* Task brief: Please print every line from the one containing "Exercise. Put one point on each instance of the boulder" through the last line of the records below, exactly as written and nothing more.

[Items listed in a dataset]
+-------+

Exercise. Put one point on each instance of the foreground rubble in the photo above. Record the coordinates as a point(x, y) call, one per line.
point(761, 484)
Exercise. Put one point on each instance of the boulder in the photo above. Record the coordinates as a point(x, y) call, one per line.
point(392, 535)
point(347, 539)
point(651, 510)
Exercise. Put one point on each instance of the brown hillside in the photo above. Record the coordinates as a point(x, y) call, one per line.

+-------+

* Your response:
Exercise. Put one point on each instance of the boulder in the photo above. Record the coordinates as a point(x, y) call, one per line.
point(392, 535)
point(347, 539)
point(651, 510)
Exercise. Put one point on each instance of the brown hillside in the photo above. Record the coordinates as a point(x, y) call, one per line.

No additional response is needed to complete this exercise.